◆ **Direction 1**
In the dressing table text, what did the writer find in one of the small drawers of a dressing table worked on earlier?
◆ **Direction 2**
Using the dressing table text, explain how the writer concluded that the lavender scent came from the dressing table and not from the garden.
◆ **Direction 3**
Decide whether each statement agrees with the dressing table text. Answer yes or no for each, and quote the words from the text that decide it.
(a) The writer knows which brand of wax was originally used on the top.
(b) The maker's initials appear on the back of the base unit.
(c) The dressing table worked on earlier was in poor condition.

◆ **Text excerpt**
▼▼▼
Satinwood dressing table

Once I’ve finished painting, the top will be waxed again. I wish I knew which brand of wax was used in the first place, the finish was lovely and suited the satinwood hues so well. Maybe it was just years and years of bees-waxing and elbow grease that built up that finish?

As I was working on the little ‘port holes’ I got a whiff of lavender, but thought nothing of it, assuming it was coming from the garden. Upon opening one of the port holes after lunch, I could smell the lavender again and realised that it was coming from the dressing table. The dressing table’s owner must have kept lavender sachets in the little cubby holes:

One of the ‘port holes’

How lovely it was too, making a change to the faint musty smell that often goes hand in hand with old furniture that’s been unused and unloved for some time.

I think dressing tables often hold a particularly personal touch to the past. One that I worked on a while back had wispy silver/blonde hairs in one of the small drawers. The dressing table was in beautiful condition, despite being over 80 years old and I knew that an elderly lady had sat at the lovely dressing table, brushing her fragile silver/blonde locks and placing her hair brush in the same drawer each day. Perhaps that dressing table had been with her for most of her life, cherished and looked after, the mirror’s image changing year upon year, from honeymoon to the twilight years.

They say that every picture tells a story, but furniture holds onto the past and gives glimpses of its intimate history, and from those clues a tale can be told.

The top picture has its own story to tell. You might just be able to make out some large blue writing to the back of the base unit; the maker has left his initials, which are intertwined in a fancy pattern. The year it was made is also present, along with some other script that I need to take a closer look at to see what it says.
▲▲▲
◆ **Material**
▼▼▼
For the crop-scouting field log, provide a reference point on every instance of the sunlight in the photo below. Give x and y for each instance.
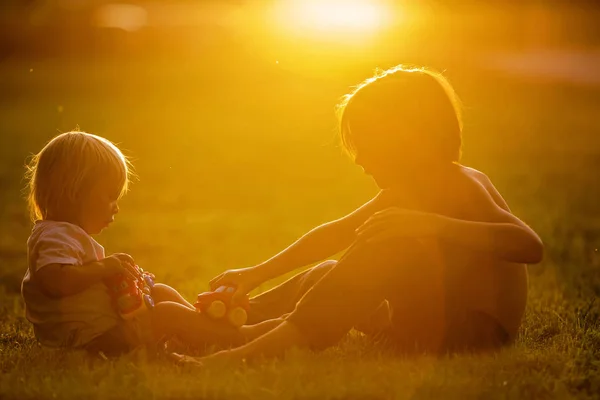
(334, 16)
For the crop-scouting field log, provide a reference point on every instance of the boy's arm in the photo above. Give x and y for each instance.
(60, 280)
(318, 244)
(497, 231)
(323, 241)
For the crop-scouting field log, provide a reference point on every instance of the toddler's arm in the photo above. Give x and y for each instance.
(60, 280)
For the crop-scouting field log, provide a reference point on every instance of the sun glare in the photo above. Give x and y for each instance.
(334, 16)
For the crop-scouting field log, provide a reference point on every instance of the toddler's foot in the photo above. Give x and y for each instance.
▲▲▲
◆ **Final answer 1**
Wispy silver/blonde hairs.

◆ **Final answer 2**
At first the writer assumed the smell came from the garden. After lunch, the writer opened one of the port holes, smelled lavender again, and realized the scent was coming from the dressing table. The writer concluded that the owner must have kept lavender sachets in the little cubby holes.

◆ **Final answer 3**
(a) No: "I wish I knew which brand of wax was used in the first place"
(b) Yes: "some large blue writing to the back of the base unit; the maker has left his initials"
(c) No: "The dressing table was in beautiful condition, despite being over 80 years old"